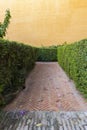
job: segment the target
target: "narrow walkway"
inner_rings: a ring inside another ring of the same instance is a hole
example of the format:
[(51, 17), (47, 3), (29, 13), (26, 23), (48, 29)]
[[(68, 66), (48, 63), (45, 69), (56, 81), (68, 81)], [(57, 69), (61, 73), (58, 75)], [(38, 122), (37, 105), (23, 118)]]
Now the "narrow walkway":
[(1, 112), (0, 130), (87, 130), (87, 112)]
[(77, 111), (87, 110), (87, 103), (57, 62), (37, 62), (26, 88), (5, 110)]

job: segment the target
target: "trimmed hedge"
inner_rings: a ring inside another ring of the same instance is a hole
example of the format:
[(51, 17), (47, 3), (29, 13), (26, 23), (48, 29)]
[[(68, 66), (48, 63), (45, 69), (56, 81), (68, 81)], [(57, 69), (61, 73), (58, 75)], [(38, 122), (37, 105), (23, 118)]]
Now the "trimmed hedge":
[(58, 62), (87, 98), (87, 39), (59, 46)]
[(0, 39), (0, 105), (9, 102), (12, 94), (21, 90), (36, 57), (36, 48)]
[(43, 61), (43, 62), (57, 61), (57, 46), (38, 48), (37, 61)]

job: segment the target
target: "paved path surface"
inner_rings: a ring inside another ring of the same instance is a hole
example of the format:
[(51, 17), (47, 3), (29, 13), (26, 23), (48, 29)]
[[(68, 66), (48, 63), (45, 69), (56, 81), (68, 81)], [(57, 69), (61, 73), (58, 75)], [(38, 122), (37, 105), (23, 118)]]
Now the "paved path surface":
[(26, 89), (5, 110), (77, 111), (87, 103), (58, 63), (36, 63)]
[(87, 130), (87, 112), (1, 112), (0, 130)]

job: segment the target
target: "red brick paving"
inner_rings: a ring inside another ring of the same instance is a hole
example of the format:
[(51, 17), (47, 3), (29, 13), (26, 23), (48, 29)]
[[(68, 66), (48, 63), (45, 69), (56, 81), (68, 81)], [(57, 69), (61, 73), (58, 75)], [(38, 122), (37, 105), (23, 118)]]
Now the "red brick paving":
[(57, 62), (37, 62), (26, 79), (26, 89), (5, 110), (86, 110), (87, 103)]

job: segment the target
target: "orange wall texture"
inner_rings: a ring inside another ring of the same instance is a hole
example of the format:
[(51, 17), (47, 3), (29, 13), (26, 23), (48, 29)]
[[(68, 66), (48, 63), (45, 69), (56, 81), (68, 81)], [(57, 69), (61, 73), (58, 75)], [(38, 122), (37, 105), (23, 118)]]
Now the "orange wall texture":
[(7, 39), (48, 46), (87, 38), (87, 0), (0, 0), (0, 21), (8, 8)]

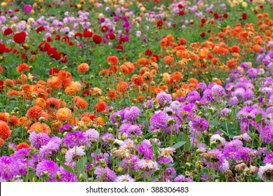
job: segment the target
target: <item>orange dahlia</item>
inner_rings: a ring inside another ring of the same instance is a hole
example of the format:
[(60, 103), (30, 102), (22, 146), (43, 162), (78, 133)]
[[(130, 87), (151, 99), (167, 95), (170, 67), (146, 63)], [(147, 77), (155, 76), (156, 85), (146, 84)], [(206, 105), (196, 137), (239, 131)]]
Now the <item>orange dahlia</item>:
[(124, 81), (119, 82), (117, 85), (117, 90), (119, 92), (125, 92), (126, 90), (126, 87), (128, 85), (128, 83)]
[(68, 108), (59, 108), (56, 113), (57, 119), (60, 121), (67, 121), (72, 118), (72, 112)]
[(40, 123), (39, 122), (35, 122), (30, 127), (30, 130), (29, 130), (29, 132), (31, 133), (32, 132), (43, 132), (46, 133), (47, 134), (50, 134), (51, 132), (50, 127), (48, 127), (48, 125), (45, 123)]
[(16, 115), (13, 115), (10, 117), (10, 120), (8, 121), (8, 125), (9, 125), (10, 126), (17, 125), (18, 122), (19, 122), (19, 118), (18, 118), (18, 117), (17, 117)]
[(40, 117), (42, 112), (43, 110), (41, 107), (38, 106), (33, 106), (27, 111), (27, 116), (31, 120), (35, 120)]
[(47, 80), (47, 85), (53, 90), (58, 90), (61, 88), (61, 79), (58, 76), (52, 76)]
[(0, 138), (7, 139), (10, 136), (10, 127), (5, 122), (0, 120)]
[(47, 104), (45, 100), (43, 98), (38, 97), (34, 100), (35, 105), (41, 107), (42, 108), (45, 108)]
[(104, 102), (98, 102), (98, 104), (95, 104), (95, 111), (96, 112), (101, 112), (106, 109), (106, 104)]
[(17, 148), (18, 148), (18, 149), (22, 149), (22, 148), (29, 148), (30, 149), (30, 147), (29, 147), (29, 145), (27, 144), (26, 142), (22, 142), (22, 143), (20, 143), (17, 146)]
[(107, 57), (106, 61), (111, 64), (117, 64), (119, 62), (119, 58), (116, 56), (109, 56)]
[(1, 148), (3, 146), (4, 143), (5, 141), (3, 139), (0, 138), (0, 148)]
[(65, 91), (68, 95), (72, 95), (80, 91), (82, 88), (82, 85), (79, 82), (72, 81), (71, 84), (68, 85)]
[(20, 74), (21, 74), (22, 71), (26, 71), (27, 69), (29, 69), (29, 66), (26, 63), (19, 64), (16, 69), (17, 71), (18, 71)]
[(81, 63), (78, 66), (78, 71), (82, 74), (85, 74), (89, 69), (89, 66), (85, 62)]
[(25, 116), (22, 116), (18, 120), (18, 125), (19, 126), (25, 126), (27, 125), (27, 122), (28, 118)]
[(8, 113), (0, 112), (0, 120), (7, 122), (9, 118), (10, 118), (10, 114)]
[(135, 86), (140, 86), (143, 83), (143, 78), (141, 76), (134, 74), (131, 78), (131, 80), (133, 82), (133, 85)]
[(50, 97), (50, 98), (48, 98), (46, 101), (45, 101), (45, 104), (46, 104), (46, 108), (47, 110), (51, 110), (52, 108), (61, 108), (61, 102), (59, 99), (56, 99), (54, 97)]
[(105, 124), (105, 122), (104, 122), (104, 119), (102, 117), (98, 117), (96, 119), (96, 124), (98, 125), (101, 125), (101, 126), (104, 126), (104, 125)]

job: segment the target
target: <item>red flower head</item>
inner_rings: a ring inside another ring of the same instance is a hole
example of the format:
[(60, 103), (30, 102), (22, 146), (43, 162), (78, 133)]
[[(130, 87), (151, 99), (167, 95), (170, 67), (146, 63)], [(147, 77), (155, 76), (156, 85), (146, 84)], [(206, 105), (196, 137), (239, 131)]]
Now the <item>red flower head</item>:
[(163, 22), (162, 20), (159, 20), (156, 22), (156, 27), (160, 28), (163, 25)]
[(110, 39), (115, 39), (116, 38), (116, 36), (114, 34), (111, 33), (111, 34), (109, 34), (108, 37)]
[(38, 48), (39, 48), (40, 51), (46, 52), (50, 49), (50, 44), (47, 42), (42, 42)]
[(38, 27), (38, 28), (36, 29), (36, 33), (37, 33), (37, 34), (40, 33), (40, 31), (45, 31), (45, 27), (43, 27), (43, 26), (40, 26), (40, 27)]
[(96, 44), (100, 44), (102, 41), (103, 41), (103, 39), (98, 35), (94, 35), (93, 36), (93, 41), (95, 42), (95, 43), (96, 43)]
[(58, 74), (59, 73), (59, 69), (56, 68), (52, 68), (50, 69), (49, 74), (50, 75), (54, 75), (54, 74)]
[(8, 28), (6, 29), (4, 31), (3, 31), (3, 34), (5, 36), (8, 36), (10, 34), (12, 34), (13, 33), (13, 29), (11, 29), (11, 28)]
[(153, 52), (152, 52), (152, 50), (149, 50), (149, 49), (147, 49), (147, 50), (145, 51), (145, 55), (146, 55), (146, 56), (152, 56), (152, 54), (153, 54)]
[(101, 31), (103, 33), (107, 32), (107, 31), (108, 31), (108, 27), (107, 27), (107, 26), (103, 26), (101, 28)]
[(80, 38), (81, 38), (82, 37), (82, 34), (81, 33), (78, 32), (78, 33), (76, 33), (76, 34), (74, 35), (75, 39), (78, 39), (78, 37), (79, 37)]
[(22, 43), (26, 39), (27, 34), (25, 32), (22, 31), (17, 33), (13, 36), (13, 40), (17, 43)]
[(85, 38), (90, 38), (93, 35), (93, 33), (89, 31), (84, 31), (83, 32), (83, 36)]
[(5, 52), (6, 46), (0, 43), (0, 54)]

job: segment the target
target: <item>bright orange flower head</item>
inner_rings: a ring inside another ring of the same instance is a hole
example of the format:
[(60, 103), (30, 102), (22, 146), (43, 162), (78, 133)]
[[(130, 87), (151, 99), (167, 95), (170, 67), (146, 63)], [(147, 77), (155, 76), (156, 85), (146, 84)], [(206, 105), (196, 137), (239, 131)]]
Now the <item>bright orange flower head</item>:
[(109, 56), (107, 57), (106, 61), (111, 64), (117, 64), (119, 62), (119, 58), (116, 56)]
[(20, 143), (17, 146), (17, 148), (18, 148), (18, 149), (22, 149), (22, 148), (29, 148), (30, 149), (30, 146), (29, 144), (27, 144), (26, 142), (22, 142), (22, 143)]
[(141, 76), (134, 74), (131, 78), (131, 80), (133, 82), (133, 85), (135, 86), (140, 86), (143, 83), (143, 78)]
[(68, 121), (72, 118), (72, 112), (68, 108), (59, 108), (56, 113), (57, 119), (60, 121)]
[(67, 94), (72, 95), (79, 92), (81, 89), (82, 85), (79, 82), (73, 81), (71, 82), (71, 84), (66, 88), (65, 91)]
[(7, 139), (10, 136), (11, 132), (8, 125), (3, 121), (0, 120), (0, 138)]
[(56, 99), (54, 97), (50, 97), (50, 98), (48, 98), (46, 101), (45, 101), (45, 104), (46, 104), (46, 108), (47, 111), (51, 111), (54, 108), (61, 108), (61, 102), (59, 99)]
[(101, 125), (101, 126), (104, 126), (105, 125), (105, 122), (104, 122), (104, 119), (102, 117), (98, 117), (96, 119), (96, 124), (98, 125)]
[(33, 106), (30, 108), (27, 111), (27, 116), (28, 116), (31, 120), (38, 119), (42, 115), (42, 108), (38, 106)]
[(16, 126), (18, 125), (19, 118), (16, 115), (13, 115), (10, 120), (8, 121), (8, 125), (10, 126)]
[(29, 69), (29, 66), (26, 63), (20, 64), (16, 68), (17, 71), (18, 71), (20, 74), (21, 74), (22, 71), (26, 71), (27, 69)]
[(47, 79), (47, 85), (53, 90), (60, 89), (62, 86), (61, 79), (58, 76), (52, 76)]
[(34, 100), (35, 105), (41, 107), (42, 108), (45, 108), (46, 106), (45, 100), (43, 98), (38, 97)]
[(104, 102), (99, 102), (95, 105), (95, 111), (96, 112), (103, 111), (106, 109), (106, 104)]
[(4, 144), (5, 141), (3, 139), (0, 138), (0, 148), (1, 148)]
[(81, 63), (78, 66), (78, 71), (80, 73), (85, 74), (89, 69), (89, 66), (87, 63)]
[(126, 87), (128, 86), (128, 83), (124, 81), (119, 82), (117, 85), (117, 90), (119, 92), (125, 92), (127, 89)]
[(166, 56), (163, 58), (163, 61), (167, 64), (171, 64), (173, 62), (174, 58), (171, 56)]
[(30, 127), (29, 133), (32, 132), (43, 132), (50, 134), (51, 132), (50, 127), (45, 123), (40, 123), (39, 122), (35, 122)]
[(87, 102), (79, 96), (74, 97), (73, 102), (82, 109), (84, 109), (88, 106)]
[(181, 74), (179, 71), (175, 71), (172, 73), (172, 76), (175, 80), (178, 81), (182, 78), (183, 76), (182, 74)]

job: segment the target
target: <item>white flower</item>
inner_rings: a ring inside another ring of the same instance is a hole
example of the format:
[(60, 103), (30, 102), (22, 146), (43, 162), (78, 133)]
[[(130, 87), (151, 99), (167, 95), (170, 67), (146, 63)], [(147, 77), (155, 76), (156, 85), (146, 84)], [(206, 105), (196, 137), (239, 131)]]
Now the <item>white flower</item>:
[(273, 178), (273, 164), (267, 163), (265, 166), (260, 166), (258, 176), (264, 181), (272, 179)]
[(219, 145), (224, 146), (225, 145), (225, 139), (221, 137), (219, 134), (214, 134), (210, 138), (210, 143), (212, 141), (216, 141)]
[(73, 148), (69, 149), (66, 154), (66, 162), (71, 162), (75, 158), (85, 155), (84, 149), (83, 146), (74, 146)]

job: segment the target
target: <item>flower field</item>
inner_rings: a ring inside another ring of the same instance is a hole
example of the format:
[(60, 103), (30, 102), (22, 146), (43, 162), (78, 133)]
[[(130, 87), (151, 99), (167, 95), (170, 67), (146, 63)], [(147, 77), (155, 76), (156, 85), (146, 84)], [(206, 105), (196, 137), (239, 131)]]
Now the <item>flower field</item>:
[(273, 181), (273, 1), (1, 1), (0, 181)]

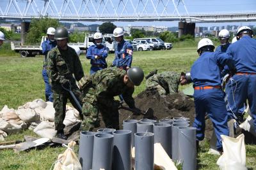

WHAT TO WORK ON — Copy the records above word for word, from the start through the line that contains "[(87, 130), (87, 112), (1, 112), (0, 130)]", including that line. Leave the pictures out.

EXERCISE ANSWER —
job: segment the target
target: "narrow walkway"
inner_rings: a ring inside another ring of the same instance is a hole
example of the format:
[(51, 17), (47, 3), (29, 13), (26, 23), (48, 29)]
[[(68, 66), (48, 63), (45, 69), (56, 81), (68, 81)], [(57, 69), (61, 73), (58, 75)], [(38, 122), (37, 105), (23, 118)]]
Now the "narrow walkway":
[(1, 112), (0, 130), (87, 130), (87, 112)]
[(77, 111), (87, 110), (87, 103), (57, 62), (37, 62), (26, 88), (5, 110)]

job: segment the target
target: "trimmed hedge"
inner_rings: a ring inside another ring of the same instance is a hole
example of the format:
[(51, 17), (47, 3), (29, 13), (26, 23), (48, 29)]
[[(68, 66), (48, 63), (45, 69), (56, 81), (68, 81)], [(57, 69), (61, 73), (58, 75)], [(38, 122), (37, 105), (23, 118)]]
Now the "trimmed hedge":
[(58, 62), (87, 98), (87, 39), (59, 46)]
[(0, 39), (0, 105), (9, 102), (12, 94), (21, 90), (36, 57), (36, 48)]
[(43, 61), (43, 62), (57, 61), (57, 46), (38, 48), (37, 61)]

job: segment the target
target: "paved path surface"
inner_rings: a ring inside another ring of the same instance is a hole
example of the format:
[(51, 17), (47, 3), (29, 13), (26, 23), (48, 29)]
[[(68, 66), (48, 63), (45, 69), (56, 81), (68, 81)], [(57, 69), (61, 73), (58, 75)], [(38, 122), (37, 105), (23, 118)]]
Now the "paved path surface":
[(26, 89), (5, 110), (77, 111), (87, 103), (58, 63), (36, 63)]
[(87, 130), (87, 112), (1, 112), (0, 130)]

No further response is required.